• **WHAT YOU SHOULD DO**: Restate each of the lines given below, word for word.
##### GIVEN DATA
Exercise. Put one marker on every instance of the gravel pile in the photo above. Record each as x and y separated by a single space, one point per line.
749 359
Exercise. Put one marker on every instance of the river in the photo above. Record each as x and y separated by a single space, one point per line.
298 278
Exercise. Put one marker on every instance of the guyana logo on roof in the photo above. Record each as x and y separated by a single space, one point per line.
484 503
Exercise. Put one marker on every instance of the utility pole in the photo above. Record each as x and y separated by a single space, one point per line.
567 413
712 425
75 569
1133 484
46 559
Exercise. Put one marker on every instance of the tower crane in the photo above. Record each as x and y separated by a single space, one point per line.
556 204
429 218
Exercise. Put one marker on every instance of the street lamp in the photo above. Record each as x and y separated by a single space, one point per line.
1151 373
##########
• **TASK SOLUTION**:
Exercise. Put one marker on every instance of the gravel pile in the photo above. Record each as x and y separated by a single space, one point per line.
749 359
Exercise. Put one marker on every instance of the river in the photo above. Record each as x and y separated by a single space, one point per line.
298 278
Exercise. Put one marker on every instance of the guyana logo on roof in the photo above. Record each as x and y separated by a single space, one point per line.
484 503
Exercise. Put one marker on every instance of the utility pole in the photo above. Record each as x and y separated by a single space, one point per line.
567 413
712 425
75 569
1133 484
46 559
Exercise. Put one marker on every instance of the tower crane in the photo above. Record each as x and y separated by a single space, one point per line.
556 204
429 218
Exercise. Put one marker on every instance of the street lamp in the photo above. Record each as x and y separated by a single space, one point per line.
1151 373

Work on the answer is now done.